-------- Passage --------

Isoleucine binding and regulation of Escherichia coli and Staphylococcus aureus threonine dehydratase (IlvA)

Threonine deaminase (IlvA) is the first enzyme in the isoleucine branch of the branched-chain amino acid biosynthetic pathway. Kinetic studies of isoleucine feedback inhibition of Escherichia coli IlvA (EcIlvA) introduced the concept of allosteric regulation in enzymes. While the crystal structure of EcIlvA shows a tetrameric assembly of protomers with distinct catalytic and regulatory domains, the isoleucine binding site within the regulatory domain (EcIlvA_R) and its regulatory mechanism remained undefined. Here, we present the high-resolution crystal structure of the EcIlvA_R•Ile complex, identifying the isoleucine binding site. The EcIlvA_R•Ile complex reveals that isoleucine binding induces a conformational change in Phe352, propagating a 23 Å shift down the regulatory domain. We propose this conformational shift forms an allosteric pathway that extends to the adjacent protomer’s active site, mediating allosteric regulation across the protomer-protomer interface. Supporting this, the EcIlvA(F352A) mutant, though binding isoleucine with high affinity, is not inhibited due to the absence of the Phe352 sidechain. Additionally, Staphylococcus aureus IlvA (SaIlvA) is not feedback-regulated by isoleucine. Structural analysis of the SaIlvA regulatory domain reveals a different subdomain organization, preventing isoleucine binding. These findings enhance our understanding of IlvA’s allosteric regulation and offer opportunities for engineering feedback-resistant IlvA variants for biotechnological applications.

-------- Data under study --------

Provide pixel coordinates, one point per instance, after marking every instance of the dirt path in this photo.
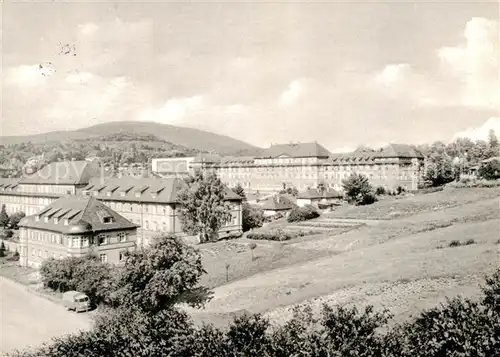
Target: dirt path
(29, 320)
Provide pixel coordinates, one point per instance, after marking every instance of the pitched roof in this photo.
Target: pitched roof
(159, 190)
(298, 150)
(64, 173)
(84, 215)
(8, 183)
(400, 150)
(315, 193)
(277, 203)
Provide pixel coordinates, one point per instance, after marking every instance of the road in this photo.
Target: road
(29, 320)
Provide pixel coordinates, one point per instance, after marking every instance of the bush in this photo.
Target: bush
(358, 190)
(7, 234)
(84, 274)
(380, 191)
(280, 235)
(305, 213)
(275, 235)
(475, 184)
(4, 217)
(368, 199)
(2, 250)
(252, 217)
(490, 170)
(15, 218)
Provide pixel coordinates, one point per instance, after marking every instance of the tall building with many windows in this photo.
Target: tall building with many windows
(150, 203)
(307, 165)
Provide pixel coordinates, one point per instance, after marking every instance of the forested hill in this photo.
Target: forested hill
(191, 138)
(118, 148)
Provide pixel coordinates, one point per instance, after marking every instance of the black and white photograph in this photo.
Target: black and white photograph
(250, 178)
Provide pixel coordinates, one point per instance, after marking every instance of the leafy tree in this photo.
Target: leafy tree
(358, 189)
(94, 278)
(240, 191)
(4, 218)
(439, 169)
(252, 217)
(15, 218)
(493, 146)
(86, 274)
(290, 190)
(305, 213)
(204, 209)
(458, 327)
(157, 278)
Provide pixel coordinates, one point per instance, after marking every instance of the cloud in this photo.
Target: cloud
(393, 74)
(174, 111)
(79, 77)
(481, 132)
(292, 93)
(475, 64)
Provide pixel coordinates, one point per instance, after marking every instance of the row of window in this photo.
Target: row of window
(44, 254)
(136, 207)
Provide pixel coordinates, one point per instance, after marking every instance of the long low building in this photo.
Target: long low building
(150, 203)
(75, 226)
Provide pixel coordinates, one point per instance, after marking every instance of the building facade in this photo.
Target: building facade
(308, 165)
(74, 226)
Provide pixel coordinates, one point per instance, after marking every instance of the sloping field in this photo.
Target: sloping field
(396, 207)
(403, 264)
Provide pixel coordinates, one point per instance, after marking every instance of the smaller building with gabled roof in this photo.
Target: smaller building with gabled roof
(75, 226)
(64, 177)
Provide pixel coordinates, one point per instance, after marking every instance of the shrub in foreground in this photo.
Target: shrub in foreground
(457, 328)
(358, 190)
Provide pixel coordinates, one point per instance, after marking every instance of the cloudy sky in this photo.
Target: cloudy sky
(341, 73)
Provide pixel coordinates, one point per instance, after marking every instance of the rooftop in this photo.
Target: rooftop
(64, 173)
(299, 150)
(77, 215)
(277, 203)
(140, 189)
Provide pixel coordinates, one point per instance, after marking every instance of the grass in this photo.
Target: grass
(393, 264)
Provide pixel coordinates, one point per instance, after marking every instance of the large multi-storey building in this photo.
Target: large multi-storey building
(75, 226)
(150, 203)
(308, 165)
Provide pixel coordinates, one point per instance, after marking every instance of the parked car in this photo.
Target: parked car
(74, 300)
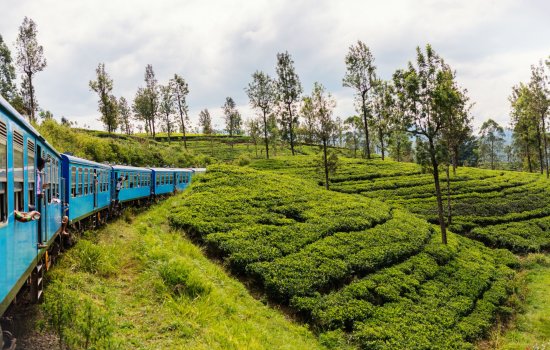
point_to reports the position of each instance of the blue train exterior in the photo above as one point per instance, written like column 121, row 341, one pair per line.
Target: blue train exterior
column 182, row 178
column 163, row 181
column 20, row 147
column 86, row 188
column 137, row 183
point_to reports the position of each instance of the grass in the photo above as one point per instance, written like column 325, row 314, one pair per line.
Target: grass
column 153, row 289
column 531, row 328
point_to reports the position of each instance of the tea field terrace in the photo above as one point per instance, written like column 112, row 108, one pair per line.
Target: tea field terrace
column 500, row 208
column 353, row 267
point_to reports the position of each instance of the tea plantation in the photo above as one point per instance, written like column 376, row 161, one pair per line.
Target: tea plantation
column 357, row 269
column 500, row 208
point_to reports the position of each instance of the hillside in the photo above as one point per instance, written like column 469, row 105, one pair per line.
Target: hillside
column 361, row 265
column 137, row 284
column 352, row 267
column 503, row 209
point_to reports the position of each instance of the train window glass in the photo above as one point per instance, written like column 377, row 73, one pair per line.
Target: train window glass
column 30, row 172
column 85, row 181
column 18, row 196
column 17, row 156
column 93, row 179
column 73, row 182
column 3, row 172
column 18, row 175
column 80, row 182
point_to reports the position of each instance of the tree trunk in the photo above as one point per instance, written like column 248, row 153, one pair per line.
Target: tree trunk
column 381, row 136
column 545, row 143
column 438, row 192
column 290, row 129
column 367, row 143
column 539, row 145
column 398, row 146
column 455, row 159
column 184, row 138
column 449, row 212
column 265, row 137
column 529, row 157
column 212, row 145
column 326, row 163
column 492, row 155
column 31, row 95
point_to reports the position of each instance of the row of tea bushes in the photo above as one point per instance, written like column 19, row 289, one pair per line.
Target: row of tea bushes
column 346, row 262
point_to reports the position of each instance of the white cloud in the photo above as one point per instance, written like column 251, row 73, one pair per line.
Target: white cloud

--------

> **Problem to solve**
Condense the paragraph in the passage on threonine dehydratase that begins "Threonine deaminase (IlvA) is the first enzyme" into a short bulleted list that keeps its main facts. The records have no connection to the passage on threonine dehydratase.

> **Answer to this exercise**
- Threonine deaminase (IlvA) is the first enzyme in the isoleucine branch of branched-chain amino acid biosynthesis. Kinetic studies of isoleucine feedback inhibition of E. coli IlvA (EcIlvA) introduced the concept of allosteric regulation in enzymes.
- EcIlvA is a tetramer of protomers with separate catalytic and regulatory domains. The isoleucine binding site in the regulatory domain (EcIlvA_R) and its regulatory mechanism had remained undefined.
- A high-resolution crystal structure of the EcIlvA_R•Ile complex identifies the isoleucine binding site.
- Isoleucine binding changes the conformation of Phe352, producing a 23 Å shift down the regulatory domain.
- This shift is proposed to form an allosteric pathway to the adjacent protomer's active site, acting across the protomer-protomer interface.
- The EcIlvA(F352A) mutant binds isoleucine with high affinity but is not inhibited, because it lacks the Phe352 sidechain.
- S. aureus IlvA (SaIlvA) is not feedback-regulated by isoleucine. Its regulatory domain has a different subdomain organization that prevents isoleucine binding.
- The findings advance understanding of IlvA's allosteric regulation and could help engineer feedback-resistant IlvA variants for biotechnology.